* **FRAGMENTO**
---

Llevaba casi dos meses de adrenalina pura, pedaleando por los caminos más remotos de Namibia, disfrutando en bella soledad de una naturaleza sublime a la vez que esgrimía a diario el acecho inminente de las fieras y lidiaba con la escasez de recursos. Cuando uno se acostumbra a vivir con esta dosis de estímulos, el problema es que es difícil volver atrás; uno siempre quiere más. Por eso, decidí continuar mi travesía hacia el norte, evitando la comodidad (y el aburrimiento) del camino asfaltado que cruza en Oshikango, optando en vez, por la ausencia total de caminos y entrar por el corazón del mato angoleño cruzando el río Cunene en Ruacaná. La aventura continuaba.

 La vuelta a Africa

 Cuando llego al final del camino en este remoto rincón de Kaokoland a orillas del río Cunene, me resulta difícil creer que haya un puesto fronterizo. Todo lo que veo a mi alrededor no es más que bush seco y descolorido; las Himba se refugian del sol rajante bajo árboles escuálidos y esculpen su exquisita decoración, mientras sus niños gatean por el piso bañados en polvo. Aquí todo parece haber quedado detenido en el tiempo y advierto rápidamente que para estos oficiales de inmigración haber sido asignados aquí es más un castigo que un trabajo. En este tipo de fronteras siempre me llama la atención el hecho de que es uno el que debe forzarse a pasar por las formalidades pertinentes, porque muy bien se podría pasar inadvertidamente de un país a otro sin que nadie lo notara.

---

[Registros almacenados]
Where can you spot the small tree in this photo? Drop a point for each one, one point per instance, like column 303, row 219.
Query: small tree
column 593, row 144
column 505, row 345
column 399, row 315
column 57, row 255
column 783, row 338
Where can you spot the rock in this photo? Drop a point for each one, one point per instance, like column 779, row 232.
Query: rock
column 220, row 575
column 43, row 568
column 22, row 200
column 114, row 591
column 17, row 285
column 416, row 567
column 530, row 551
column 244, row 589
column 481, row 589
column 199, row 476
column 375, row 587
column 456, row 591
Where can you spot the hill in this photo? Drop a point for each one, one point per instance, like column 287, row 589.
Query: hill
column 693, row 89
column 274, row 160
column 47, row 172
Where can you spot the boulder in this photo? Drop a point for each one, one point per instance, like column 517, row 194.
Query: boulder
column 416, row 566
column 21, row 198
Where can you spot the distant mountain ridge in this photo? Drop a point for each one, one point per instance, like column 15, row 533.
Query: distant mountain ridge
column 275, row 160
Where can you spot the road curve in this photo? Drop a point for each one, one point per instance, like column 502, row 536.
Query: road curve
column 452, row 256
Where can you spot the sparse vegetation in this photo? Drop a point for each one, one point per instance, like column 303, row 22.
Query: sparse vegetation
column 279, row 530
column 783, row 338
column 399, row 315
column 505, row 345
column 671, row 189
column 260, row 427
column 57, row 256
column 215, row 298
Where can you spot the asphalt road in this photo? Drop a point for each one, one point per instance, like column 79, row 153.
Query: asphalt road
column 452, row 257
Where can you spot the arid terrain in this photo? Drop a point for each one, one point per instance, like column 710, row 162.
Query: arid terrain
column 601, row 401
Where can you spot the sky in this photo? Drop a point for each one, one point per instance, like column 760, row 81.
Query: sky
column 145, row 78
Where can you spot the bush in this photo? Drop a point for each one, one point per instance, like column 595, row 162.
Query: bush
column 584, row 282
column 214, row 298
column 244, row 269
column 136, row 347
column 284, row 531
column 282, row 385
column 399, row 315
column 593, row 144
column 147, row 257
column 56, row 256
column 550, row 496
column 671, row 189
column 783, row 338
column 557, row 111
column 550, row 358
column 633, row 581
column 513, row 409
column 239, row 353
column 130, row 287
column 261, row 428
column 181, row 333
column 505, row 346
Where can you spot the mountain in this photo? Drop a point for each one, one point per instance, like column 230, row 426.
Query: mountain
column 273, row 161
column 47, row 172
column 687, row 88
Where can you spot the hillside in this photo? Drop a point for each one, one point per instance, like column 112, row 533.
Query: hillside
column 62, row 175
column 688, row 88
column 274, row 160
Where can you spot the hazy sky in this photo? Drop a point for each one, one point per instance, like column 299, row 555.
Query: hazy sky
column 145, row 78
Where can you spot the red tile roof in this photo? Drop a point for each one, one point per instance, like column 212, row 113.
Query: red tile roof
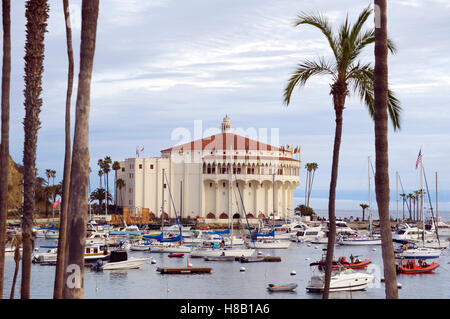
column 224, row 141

---

* **CONSIGNAS**
1. Según el fragmento, ¿en qué localidad se cruza el río Cunene para entrar en el mato angoleño?
2. Transcribe sin cambios las filas de los datos de origen: empieza en la fila que contiene "Where can you spot the hill in" y termina después de la que contiene "column 505, row 346".

* **SOLUCIONES**
1. En Ruacaná.

2.
Where can you spot the hill in this photo? Drop a point for each one, one point per instance, like column 287, row 589.
Query: hill
column 693, row 89
column 274, row 160
column 47, row 172
Where can you spot the boulder in this photo? Drop a point for each one, one point per instance, like column 517, row 194.
Query: boulder
column 416, row 566
column 21, row 198
Where can you spot the distant mountain ridge in this photo? Drop a point for each one, one point per instance, like column 15, row 533.
Query: distant mountain ridge
column 275, row 160
Where can you spot the road curve in this photo? Drop a point for each one, one point per instance, like column 502, row 536.
Query: road curve
column 452, row 256
Where can you spot the sparse vegetation in this photo? Drop a point for each one, one point per instance, like column 303, row 22.
Query: sparse vegetation
column 279, row 530
column 783, row 338
column 399, row 315
column 505, row 345
column 671, row 189
column 260, row 427
column 57, row 256
column 215, row 298
Where can you spot the asphalt road in this photo? Drop a point for each one, one point per instance, like column 79, row 153.
Query: asphalt road
column 452, row 257
Where can you spot the arid terrain in this photo? Drop a point for each one, one point per instance, like column 710, row 162.
Query: arid terrain
column 601, row 401
Where can you spot the sky in this photo? Drop a point for each one, one point per instance, like column 760, row 81.
Query: sky
column 145, row 78
Where can you spot the bush in this photo? Drop a point for each one, one point per instance, like column 595, row 162.
Query: bush
column 584, row 282
column 214, row 298
column 244, row 269
column 136, row 347
column 284, row 531
column 282, row 385
column 399, row 315
column 593, row 144
column 147, row 257
column 56, row 256
column 550, row 496
column 671, row 189
column 783, row 338
column 557, row 111
column 550, row 358
column 633, row 581
column 513, row 409
column 239, row 353
column 130, row 287
column 261, row 428
column 181, row 333
column 505, row 346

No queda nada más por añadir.